# start of EXCERPT

From abb2f9bd0aecaee42e5e1b6c9ca3df4956b16a87 Mon Sep 17 00:00:00 2001
From: Kyle Barron <kyle@developmentseed.org>
Date: Thu, 18 Jun 2026 18:07:45 -0400
Subject: [PATCH] draft: Arrow interop with python

---
 .../specs/2026-06-18-arrow-export-design.md   | 231 ++++++++++++++++++
 1 file changed, 231 insertions(+)
 create mode 100644 dev-docs/specs/2026-06-18-arrow-export-design.md

diff --git a/dev-docs/specs/2026-06-18-arrow-export-design.md b/dev-docs/specs/2026-06-18-arrow-export-design.md
new file mode 100644
index 0000000..7cd3687
--- /dev/null
+++ b/dev-docs/specs/2026-06-18-arrow-export-design.md
@@ -0,0 +1,231 @@
+# zarrista — Arrow export face for `Data`
+
+**Date:** 2026-06-18
+**Status:** Approved
+
+## Framing: `Data` is format-neutral
+
+`Data` is a **format-neutral decoded payload**. Consumers reach it through thin,
+**co-equal export faces** — today the buffer protocol (`to_numpy`), with this spec
+adding **Arrow** (the PyCapsule interface), and **DLPack** a likely future face. No
+core decision about `Data` is made to serve one format; each face adapts to `Data`,
+not the reverse.

# end of EXCERPT

• REQUIREMENTS:
[a] In the Arrow export design spec, which export face is described as a likely future one?
[b] Pick up the Arrow export design spec after its final sentence and keep writing it.

# start of LISTED ENTRIES

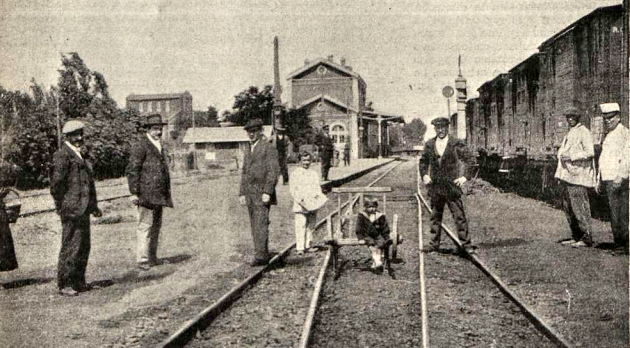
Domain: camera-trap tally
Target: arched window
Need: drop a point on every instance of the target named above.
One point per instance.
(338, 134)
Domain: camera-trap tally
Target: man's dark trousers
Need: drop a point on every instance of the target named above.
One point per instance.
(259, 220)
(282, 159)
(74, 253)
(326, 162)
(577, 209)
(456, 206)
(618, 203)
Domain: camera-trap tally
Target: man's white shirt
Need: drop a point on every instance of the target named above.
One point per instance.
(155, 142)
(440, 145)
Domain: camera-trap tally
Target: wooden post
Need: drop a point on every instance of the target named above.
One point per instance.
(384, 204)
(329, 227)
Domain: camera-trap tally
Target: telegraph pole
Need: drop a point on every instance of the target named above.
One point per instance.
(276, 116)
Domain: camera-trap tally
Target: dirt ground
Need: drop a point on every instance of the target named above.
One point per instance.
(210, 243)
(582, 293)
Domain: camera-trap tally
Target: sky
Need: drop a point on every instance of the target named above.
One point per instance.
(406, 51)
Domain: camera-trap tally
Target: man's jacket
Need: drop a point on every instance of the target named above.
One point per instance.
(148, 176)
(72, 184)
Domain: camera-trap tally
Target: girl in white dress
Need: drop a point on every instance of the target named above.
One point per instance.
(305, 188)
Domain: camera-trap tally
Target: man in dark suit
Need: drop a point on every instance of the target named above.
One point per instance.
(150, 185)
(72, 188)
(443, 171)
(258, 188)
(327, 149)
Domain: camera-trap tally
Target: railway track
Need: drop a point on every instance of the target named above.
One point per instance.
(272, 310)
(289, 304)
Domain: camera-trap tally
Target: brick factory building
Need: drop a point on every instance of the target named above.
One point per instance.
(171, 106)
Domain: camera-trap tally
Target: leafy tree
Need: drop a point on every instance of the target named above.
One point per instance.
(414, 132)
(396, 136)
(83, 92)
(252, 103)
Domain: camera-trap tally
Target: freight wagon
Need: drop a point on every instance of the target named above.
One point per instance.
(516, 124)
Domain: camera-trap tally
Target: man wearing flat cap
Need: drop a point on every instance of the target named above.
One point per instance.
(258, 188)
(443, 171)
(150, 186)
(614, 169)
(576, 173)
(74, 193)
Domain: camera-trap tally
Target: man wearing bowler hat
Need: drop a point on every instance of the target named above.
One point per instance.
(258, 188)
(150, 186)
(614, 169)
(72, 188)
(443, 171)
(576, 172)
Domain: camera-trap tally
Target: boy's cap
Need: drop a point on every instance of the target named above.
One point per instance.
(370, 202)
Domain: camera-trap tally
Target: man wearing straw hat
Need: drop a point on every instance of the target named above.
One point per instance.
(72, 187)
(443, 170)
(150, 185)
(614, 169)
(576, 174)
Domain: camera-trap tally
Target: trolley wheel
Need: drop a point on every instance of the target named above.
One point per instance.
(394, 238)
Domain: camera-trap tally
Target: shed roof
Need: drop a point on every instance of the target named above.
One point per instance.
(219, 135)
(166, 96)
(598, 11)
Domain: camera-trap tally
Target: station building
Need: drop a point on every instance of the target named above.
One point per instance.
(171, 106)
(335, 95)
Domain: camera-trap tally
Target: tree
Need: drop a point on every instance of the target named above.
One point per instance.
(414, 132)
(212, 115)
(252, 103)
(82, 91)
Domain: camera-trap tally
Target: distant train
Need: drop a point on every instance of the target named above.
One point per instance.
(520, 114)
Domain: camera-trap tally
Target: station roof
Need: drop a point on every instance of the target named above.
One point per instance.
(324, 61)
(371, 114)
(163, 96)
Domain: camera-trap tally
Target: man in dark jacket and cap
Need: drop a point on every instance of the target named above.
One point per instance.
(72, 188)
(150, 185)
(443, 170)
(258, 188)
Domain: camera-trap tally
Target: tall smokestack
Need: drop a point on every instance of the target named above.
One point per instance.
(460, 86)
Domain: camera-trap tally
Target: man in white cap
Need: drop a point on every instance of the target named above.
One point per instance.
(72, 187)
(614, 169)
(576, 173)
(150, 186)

# end of LISTED ENTRIES

• TASK RESPONSES:
[a] DLPack.

[b]
+
+This matters because **no single interchange format covers all Zarr dtypes** (see
+the coverage matrix below). Arrow uniquely expresses variable-length and nested data
+the buffer protocol can't; DLPack uniquely expresses exotic numerics (complex,
+bfloat16) Arrow can't; the buffer protocol is the universal fixed-width baseline. So
+several faces are a necessity, not a luxury — and none is privileged.
+
+Arrow specifically is an **additive, exploratory** face: it is not a strong pull in
+the zarr-nd community, and it is not the organizing principle of the library. Its
+concrete future payoff is the **zero-copy variable-length** path (strings/bytes); for
+the current fixed-width dtypes it is a convenience alongside the buffer protocol.
+
+## Goal
+
+Implement the Arrow PyCapsule interface (`__arrow_c_array__` / `__arrow_c_schema__`)
+on `Data` so a decoded chunk/subset can be handed to pyarrow, polars, arro3,
+datafusion, etc. This round covers the **fixed-width numeric dtypes `Data` already
+supports**, and designs — without building — the variable-length path so strings and
+bytes can re-enter as its first consumers later.
+
+## Coverage matrix (why several faces)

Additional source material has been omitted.